PROBLEM TO SOLVE —
With the material below, print exactly the lines between the line holding "Query: wet sand" and the line holding "x=429, y=103", inclusive. Add nothing else.

GIVEN ENTRIES —
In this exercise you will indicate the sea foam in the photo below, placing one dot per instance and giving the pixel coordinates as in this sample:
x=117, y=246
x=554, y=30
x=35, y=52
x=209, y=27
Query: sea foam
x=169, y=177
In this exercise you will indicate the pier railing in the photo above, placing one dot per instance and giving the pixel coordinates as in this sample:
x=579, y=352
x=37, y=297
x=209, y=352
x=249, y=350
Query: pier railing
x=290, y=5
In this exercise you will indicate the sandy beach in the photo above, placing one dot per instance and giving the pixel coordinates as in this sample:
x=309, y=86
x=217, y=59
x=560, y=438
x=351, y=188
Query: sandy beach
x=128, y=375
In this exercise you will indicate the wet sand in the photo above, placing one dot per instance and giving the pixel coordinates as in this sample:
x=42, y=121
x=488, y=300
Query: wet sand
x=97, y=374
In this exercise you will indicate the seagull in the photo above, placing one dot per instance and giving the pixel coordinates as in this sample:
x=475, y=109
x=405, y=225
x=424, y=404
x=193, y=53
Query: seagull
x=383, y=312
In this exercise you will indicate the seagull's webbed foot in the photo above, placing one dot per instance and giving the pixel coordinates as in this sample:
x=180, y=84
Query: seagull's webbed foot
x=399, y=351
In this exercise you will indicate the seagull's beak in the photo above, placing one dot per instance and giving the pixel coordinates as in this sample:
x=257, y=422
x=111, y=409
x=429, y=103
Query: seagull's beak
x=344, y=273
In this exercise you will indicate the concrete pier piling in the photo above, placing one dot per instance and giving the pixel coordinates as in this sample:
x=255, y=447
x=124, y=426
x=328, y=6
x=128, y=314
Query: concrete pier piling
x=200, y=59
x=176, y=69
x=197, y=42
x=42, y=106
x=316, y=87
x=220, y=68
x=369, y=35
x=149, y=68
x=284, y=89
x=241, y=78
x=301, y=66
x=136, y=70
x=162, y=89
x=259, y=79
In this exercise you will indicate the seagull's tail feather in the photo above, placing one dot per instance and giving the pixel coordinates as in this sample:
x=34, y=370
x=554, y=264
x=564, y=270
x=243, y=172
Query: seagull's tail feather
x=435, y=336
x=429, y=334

RESULT OF THIS EXERCISE —
Query: wet sand
x=97, y=374
In this exercise you will indicate the seagull in the photo above, placing one dot per instance and giving the pixel coordinates as in this sample:
x=475, y=109
x=405, y=225
x=424, y=404
x=193, y=53
Query: seagull
x=383, y=312
In this exercise you will indicate the seagull's webbed foot in the photo above, placing one dot per instance and giving the pixel coordinates as in this sample:
x=180, y=84
Query: seagull's webbed foot
x=399, y=351
In this exercise you will indicate the seagull's beak in the photo above, placing one dot per instance and giving the pixel coordinates as in this sample:
x=257, y=422
x=111, y=409
x=429, y=103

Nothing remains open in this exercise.